In our model, we do not track the binding state of individual tails. We care only about how many tails are bound. Therefore, for each move, we will generate a random order of bound and unbound tails and will flip the state of the first M tails in that order.

This function assumes that polymers are formed from a single type of bead object. if different types of bead objects exist, then the first two if-statements that reference bead[0] will need to be generalized.

Parameters:

  • polymer (poly.PolymerBase) – Polymer object on which the move is applied

  • amp_move (double) – Magnitude of the MC move; this attribute is included simply for consistency with the other MC move functions and does not affect the binding state move

  • amp_bead (int) – Maximum range of beads to which a binding state swap will take palce

Returns:

Indices of M beads affected by the MC move

Return type:

array_like (M,) of long

chromo.mc.move_funcs.crank_shaft()

Rotate section of polymer around axis connecting two end beads.

Notes

The crank shaft move affects a continuous range of beads; the internal configuration is unaffected by the crank shaft move. Therefore, when evaluating polymer energy change associated with the move, it is sufficient to look only at the ends of the affected segment.

Begin by randomly selecting a starting and ending index for the crank-shaft move based on the bead amplitude. Then generate a random rotation angle for the move based on the move amplitude. Obtain the axis of rotation from the change in position between the starting and ending beads. Finally, generate the rotation matrix and obtain trial positions and tangents for evaluation.

TODO: If greater speed boost is needed, return the length of inds.

Parameters:

  • polymer (poly.PolymerBase) – Polymer object

  • amp_move (double) – Maximum amplitude (rotation angle) of the crank-shaft move

  • amp_bead (int) – Maximum amplitude (number) of beads affected by the crank-shaft move

Returns:

Indices of M beads affected by the MC move

Return type:

array_like (M,) of long

chromo.mc.move_funcs.end_pivot()

Randomly rotate segment from end of polymer about random axis.

Notes

Begin by selecting a random rotation angle based on the move amplitude. The isolate a random subset of beads on either the LHS or RHS of the polymer; the size of this subset is affected by the bead amplitude. Update the transformation matrix to reflect the end-pivot of this polymer segment about a random rotation axis. Apply the transformation matrix to the polymer position and orientations to generate trial positions and orientations dictated by the move.

TODO: Remove the modulo operation when determining whether or not to rotate the LHS of the polymer. Set rotate_lhs = rand(). Change the rotate_lhs condition to if rotate_lhs < RAND_MAX/2.

Parameters:

  • polymer (poly.PolymerBase) – Polymer object

  • amp_move (double) – Maximum amplitude (rotation angle) of the end-pivot move

  • amp_bead (int) – Maximum amplitude (number) of beads affected by the end-pivot move

Returns:

Indices of M beads affected by the MC move

Return type:

array_like (M,) of long

chromo.mc.move_funcs.full_chain_rotation()

▶ [TASKS]:
1 – According to the move-function documentation, what does the crank-shaft move rotate, and around which axis?
2 – Pull out every line of the entries that contains the word "distant".
The move-function documentation above has no connection to the entries that follow it.

▶ [GIVEN INFORMATION]:
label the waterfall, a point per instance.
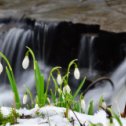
(85, 57)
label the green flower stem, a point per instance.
(49, 78)
(69, 66)
(12, 81)
(39, 78)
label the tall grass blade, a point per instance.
(79, 88)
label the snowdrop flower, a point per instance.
(25, 98)
(76, 73)
(82, 102)
(1, 68)
(66, 89)
(7, 124)
(59, 79)
(48, 100)
(25, 63)
(104, 105)
(59, 91)
(36, 106)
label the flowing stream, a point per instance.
(14, 37)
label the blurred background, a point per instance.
(93, 31)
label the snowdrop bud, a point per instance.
(59, 79)
(104, 105)
(48, 100)
(59, 91)
(25, 98)
(25, 63)
(82, 102)
(76, 73)
(36, 106)
(66, 89)
(7, 124)
(1, 68)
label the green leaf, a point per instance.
(91, 108)
(13, 87)
(118, 119)
(79, 88)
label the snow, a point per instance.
(54, 116)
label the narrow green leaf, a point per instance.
(79, 88)
(118, 119)
(91, 108)
(14, 87)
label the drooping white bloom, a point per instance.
(76, 73)
(25, 98)
(7, 124)
(1, 68)
(36, 106)
(48, 100)
(66, 89)
(59, 91)
(104, 105)
(59, 79)
(25, 63)
(82, 102)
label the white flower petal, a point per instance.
(59, 79)
(1, 68)
(25, 63)
(76, 73)
(66, 89)
(25, 98)
(82, 105)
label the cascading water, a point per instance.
(85, 57)
(60, 43)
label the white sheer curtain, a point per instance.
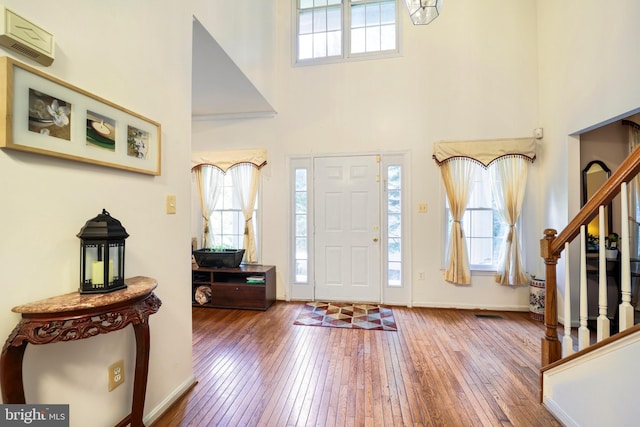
(509, 181)
(209, 183)
(634, 198)
(246, 180)
(457, 174)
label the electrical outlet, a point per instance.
(116, 374)
(171, 204)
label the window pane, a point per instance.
(301, 271)
(395, 249)
(334, 43)
(393, 200)
(305, 22)
(319, 45)
(388, 12)
(481, 223)
(388, 37)
(301, 202)
(305, 47)
(325, 21)
(301, 248)
(301, 225)
(394, 273)
(373, 14)
(334, 19)
(301, 179)
(395, 222)
(373, 39)
(319, 21)
(357, 40)
(393, 177)
(480, 251)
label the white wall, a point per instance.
(471, 74)
(138, 55)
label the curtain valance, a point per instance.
(485, 151)
(224, 159)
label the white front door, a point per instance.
(347, 228)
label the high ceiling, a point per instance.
(219, 88)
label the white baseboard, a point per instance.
(473, 306)
(559, 413)
(170, 400)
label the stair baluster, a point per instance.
(583, 330)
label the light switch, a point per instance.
(171, 204)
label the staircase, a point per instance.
(594, 385)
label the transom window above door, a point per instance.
(336, 30)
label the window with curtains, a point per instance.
(484, 228)
(344, 29)
(226, 223)
(485, 183)
(227, 219)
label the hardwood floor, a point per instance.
(441, 368)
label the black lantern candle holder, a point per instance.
(102, 255)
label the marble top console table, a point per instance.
(76, 316)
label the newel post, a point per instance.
(551, 347)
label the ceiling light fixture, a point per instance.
(422, 12)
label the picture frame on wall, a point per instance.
(42, 114)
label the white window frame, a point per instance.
(346, 54)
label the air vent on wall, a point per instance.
(26, 38)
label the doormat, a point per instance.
(347, 315)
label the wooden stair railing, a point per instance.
(552, 245)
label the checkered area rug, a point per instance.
(347, 315)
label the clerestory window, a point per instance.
(334, 30)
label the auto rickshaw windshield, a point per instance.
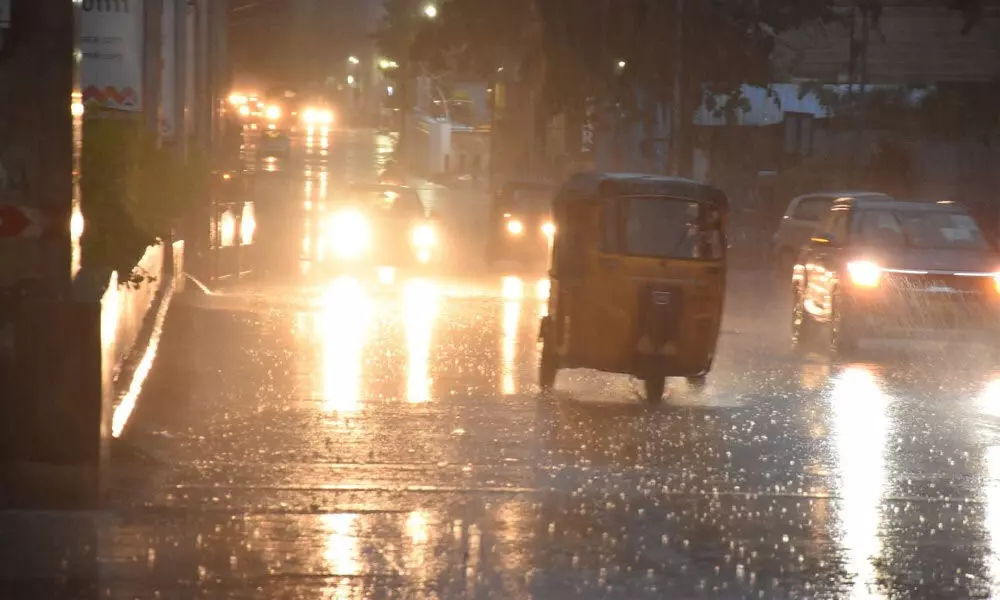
(663, 227)
(529, 200)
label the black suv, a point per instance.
(880, 267)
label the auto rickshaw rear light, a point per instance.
(864, 273)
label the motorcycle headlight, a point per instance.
(864, 273)
(349, 234)
(423, 237)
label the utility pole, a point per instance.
(677, 114)
(50, 435)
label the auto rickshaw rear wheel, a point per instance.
(697, 381)
(654, 385)
(549, 363)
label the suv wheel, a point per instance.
(844, 333)
(802, 324)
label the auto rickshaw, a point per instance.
(521, 227)
(637, 280)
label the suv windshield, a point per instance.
(529, 199)
(398, 202)
(919, 229)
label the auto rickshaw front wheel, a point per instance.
(697, 382)
(654, 385)
(549, 363)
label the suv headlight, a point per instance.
(864, 273)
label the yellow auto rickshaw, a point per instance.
(638, 278)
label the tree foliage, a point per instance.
(621, 54)
(134, 191)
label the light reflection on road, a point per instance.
(344, 320)
(342, 553)
(420, 305)
(860, 426)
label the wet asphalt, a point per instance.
(305, 436)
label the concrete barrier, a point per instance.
(75, 365)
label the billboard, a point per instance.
(111, 40)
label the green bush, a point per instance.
(133, 193)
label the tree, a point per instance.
(626, 54)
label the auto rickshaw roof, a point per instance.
(527, 184)
(637, 184)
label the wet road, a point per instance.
(305, 437)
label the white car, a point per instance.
(799, 222)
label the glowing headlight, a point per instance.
(864, 273)
(349, 234)
(423, 237)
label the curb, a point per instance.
(136, 368)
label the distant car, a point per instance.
(379, 225)
(521, 227)
(274, 142)
(887, 268)
(800, 220)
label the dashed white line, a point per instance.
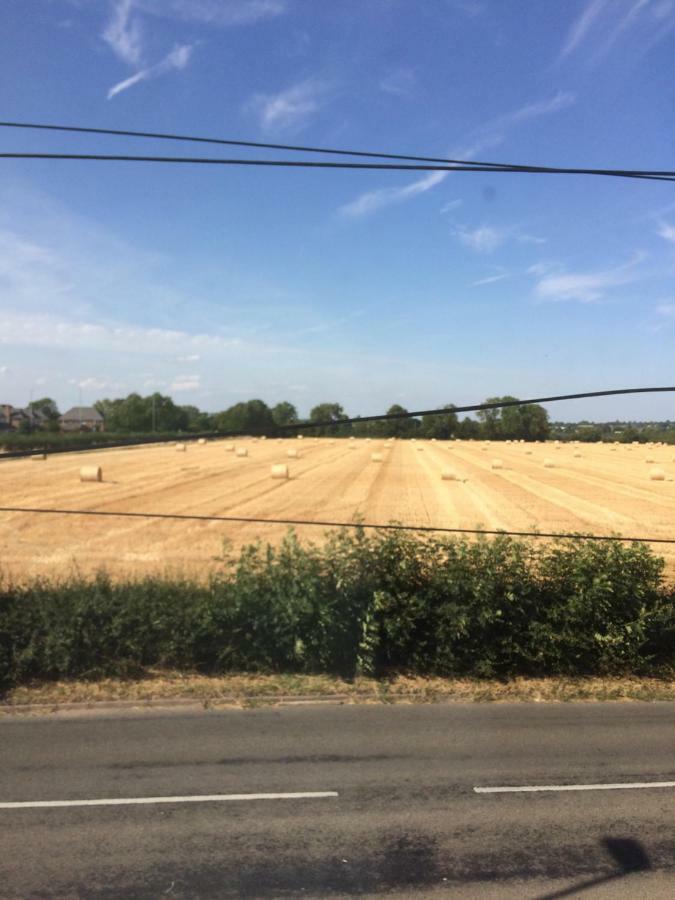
(620, 786)
(196, 798)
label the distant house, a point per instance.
(82, 418)
(15, 416)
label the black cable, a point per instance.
(313, 164)
(500, 404)
(380, 417)
(391, 526)
(294, 147)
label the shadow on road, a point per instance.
(629, 855)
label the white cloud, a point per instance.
(49, 331)
(400, 82)
(374, 200)
(123, 33)
(221, 13)
(93, 383)
(586, 287)
(481, 139)
(291, 107)
(484, 239)
(491, 279)
(667, 232)
(561, 100)
(581, 26)
(177, 60)
(601, 24)
(487, 238)
(451, 206)
(186, 383)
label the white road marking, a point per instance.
(527, 789)
(197, 798)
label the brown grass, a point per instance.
(247, 690)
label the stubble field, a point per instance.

▶ [RESULTS IN ORDER]:
1 – It rotates a section of the polymer around the axis connecting two end beads.

2 –
label the distant car, a point per instance.
label the distant house, a point per instance.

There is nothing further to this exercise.